# [Исходный текст]
Он объявил материю вечной и несотворенной; учил, что существуют два Бога, – Демиург, происшедший из тьмы и огня, творец и владыка настоящего мира, Бог Ветхого Завета и церкви, и Небесный Отец – верховный предмет его поклонения, Бог духовного, грядущего мира. Душа человека, говорил Сильван, небесного происхождения и заключена в материальном теле как в темнице. А относительно грехопадения первого человека учил, что оно было только неповиновением Демиургу и, следовательно, вело к отпадению от его власти и откровению Небесного Отца.
Сохранив учение о Троице, он утверждал, однако, что Сын Божий при Своем Воплощении не родился, а прошел через Деву Марию как через канал, то есть Спаситель ничего не принял в Себя из сущности Девы Марии, и Его Рождение было только кажущимся.
В устройстве своего общества павликиане отвергали всякую внешность и обрядность.

[Сохранённые записи данных]
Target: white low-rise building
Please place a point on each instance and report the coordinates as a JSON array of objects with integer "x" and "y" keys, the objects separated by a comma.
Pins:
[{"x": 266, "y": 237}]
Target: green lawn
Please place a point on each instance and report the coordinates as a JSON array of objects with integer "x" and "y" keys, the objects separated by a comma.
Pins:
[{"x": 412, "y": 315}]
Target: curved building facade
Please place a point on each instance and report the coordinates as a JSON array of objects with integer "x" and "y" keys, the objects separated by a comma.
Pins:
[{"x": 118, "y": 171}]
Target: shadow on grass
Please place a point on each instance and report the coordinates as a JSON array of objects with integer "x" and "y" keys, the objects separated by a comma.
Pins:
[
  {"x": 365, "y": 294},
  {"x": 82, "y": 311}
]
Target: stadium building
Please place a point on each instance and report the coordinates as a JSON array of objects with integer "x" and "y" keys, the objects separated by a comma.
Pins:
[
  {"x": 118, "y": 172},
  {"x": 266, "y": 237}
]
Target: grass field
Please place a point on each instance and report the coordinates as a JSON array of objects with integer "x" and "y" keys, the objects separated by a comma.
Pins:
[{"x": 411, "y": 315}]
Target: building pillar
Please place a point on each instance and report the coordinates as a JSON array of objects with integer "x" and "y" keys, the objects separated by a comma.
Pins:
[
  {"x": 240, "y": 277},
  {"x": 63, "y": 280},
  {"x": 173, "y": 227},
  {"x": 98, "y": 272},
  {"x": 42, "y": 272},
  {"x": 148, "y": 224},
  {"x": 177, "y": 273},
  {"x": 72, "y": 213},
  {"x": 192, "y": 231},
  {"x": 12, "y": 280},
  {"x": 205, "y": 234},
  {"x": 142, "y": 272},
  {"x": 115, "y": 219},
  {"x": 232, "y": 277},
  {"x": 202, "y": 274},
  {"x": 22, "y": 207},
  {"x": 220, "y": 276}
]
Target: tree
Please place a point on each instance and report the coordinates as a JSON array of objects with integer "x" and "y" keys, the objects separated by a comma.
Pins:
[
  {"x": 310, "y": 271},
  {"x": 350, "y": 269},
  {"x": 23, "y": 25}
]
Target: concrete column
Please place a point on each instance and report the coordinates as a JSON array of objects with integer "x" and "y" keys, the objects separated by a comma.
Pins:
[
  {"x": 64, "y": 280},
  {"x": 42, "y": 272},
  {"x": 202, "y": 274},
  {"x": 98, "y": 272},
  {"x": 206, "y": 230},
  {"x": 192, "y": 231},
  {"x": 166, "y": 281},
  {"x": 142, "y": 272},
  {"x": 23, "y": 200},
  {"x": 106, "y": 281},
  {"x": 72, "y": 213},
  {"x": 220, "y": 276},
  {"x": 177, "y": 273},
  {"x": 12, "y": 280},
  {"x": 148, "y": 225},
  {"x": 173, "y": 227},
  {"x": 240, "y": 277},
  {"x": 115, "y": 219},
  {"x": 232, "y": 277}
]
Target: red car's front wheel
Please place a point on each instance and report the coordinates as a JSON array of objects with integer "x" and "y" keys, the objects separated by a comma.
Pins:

# [Задания]
• a. Перепишите из текста о павликианах фрагмент, начиная со слов «Он объявил материю» и заканчивая словами «было только кажущимся.».
• b. Из чего, согласно тексту о павликианах, произошел Демиург?
• c. Продолжите текст о павликианах после его последнего предложения.

# [Ответы по заданиям]
• a.
Он объявил материю вечной и несотворенной; учил, что существуют два Бога, – Демиург, происшедший из тьмы и огня, творец и владыка настоящего мира, Бог Ветхого Завета и церкви, и Небесный Отец – верховный предмет его поклонения, Бог духовного, грядущего мира. Душа человека, говорил Сильван, небесного происхождения и заключена в материальном теле как в темнице. А относительно грехопадения первого человека учил, что оно было только неповиновением Демиургу и, следовательно, вело к отпадению от его власти и откровению Небесного Отца.
Сохранив учение о Троице, он утверждал, однако, что Сын Божий при Своем Воплощении не родился, а прошел через Деву Марию как через канал, то есть Спаситель ничего не принял в Себя из сущности Девы Марии, и Его Рождение было только кажущимся.

• b. Из тьмы и огня.

• c.
Церковная иерархия также отсутствовала. Все сторонники учения делились на учеников апостольских, пастырей и учителей. Ученики апостольские стояли во главе всей церкви (и носили имена учеников апостола Павла). Пастыри возглавляли местные общины. Но они не имели иерархической власти, а существовали лишь для того, чтобы поддерживать единство между общинами. Вообще духовенство павликиан не отличалось каким-либо особым характером, одеждой или образом жизни, не имело никаких особых преимуществ перед другими членами общины. Однако, самого Сильвана павликиане почитали как апостола. Богослужение состояло из учения и молитв. Храмов не было, а существовали только молельни. Почитание икон и даже креста Господня Сильван отменил как идолопоклонство, почитание святых мощей также было им отвергнуто. Знаками внешнего почитания у павликиан пользовалась только книга-евангелие. Таинства со всеми их обрядами не практиковались, поскольку крещение и причастие павликиане совершали невещественным образом, в духе. Сильван утверждал, что слово Христа есть вода живая и хлеб небесный, поэтому, слушая слово Христа, они крестятся и причащаются. Посты, аскетизм, монашество отвергались, как не имеющие никакого значения для спасения.
Источником своего учения павликиане признавали только Новый Завет, кроме посланий апостола Петра (которого вообще поносили как предателя Господа).
Сильван с успехом распространял свое учение в течение 27 лет (657–684). Наконец император Константин IV Пагонат обратил внимание на сектантов и послал в Кибоссу своего чиновника Симеона с приказанием уничтожить их общину. Петр Сицилийский сообщает, что Симеон, захватив Сильвана, поставил ересиарха перед его последователями и велел побить его камнями. Никто из павликиан не пожелал запятнать себя кровью учителя. Приказание Симона исполнил будто бы только один юноша по имени Юст, который был усыновлен Сильваном. Брошенный им камень угодил ересиарху в голову и убил его (684).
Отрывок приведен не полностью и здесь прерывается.